▸ **EXERCISE DIRECTIONS**
Please give the number of lines in the material below that contain "damaged", and provide nothing besides that number.

::::::::::

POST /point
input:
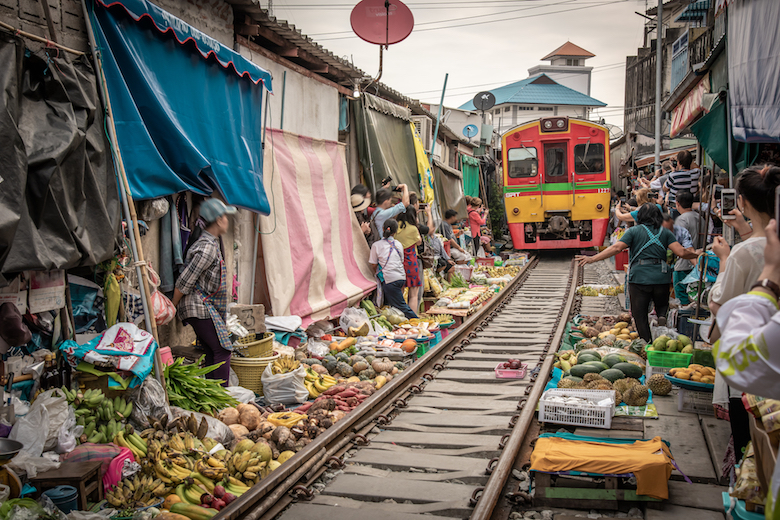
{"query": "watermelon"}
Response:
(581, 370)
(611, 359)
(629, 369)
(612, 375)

::::::::::

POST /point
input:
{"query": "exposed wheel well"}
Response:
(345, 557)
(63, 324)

::::::::::

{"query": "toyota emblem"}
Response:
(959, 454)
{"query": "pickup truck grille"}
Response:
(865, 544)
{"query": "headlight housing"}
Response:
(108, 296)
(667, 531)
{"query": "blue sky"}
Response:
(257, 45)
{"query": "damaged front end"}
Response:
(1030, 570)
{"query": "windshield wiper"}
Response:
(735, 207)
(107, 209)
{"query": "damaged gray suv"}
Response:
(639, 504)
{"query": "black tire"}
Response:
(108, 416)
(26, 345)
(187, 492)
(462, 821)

::::::::::

▸ **YOUR SOLUTION**
2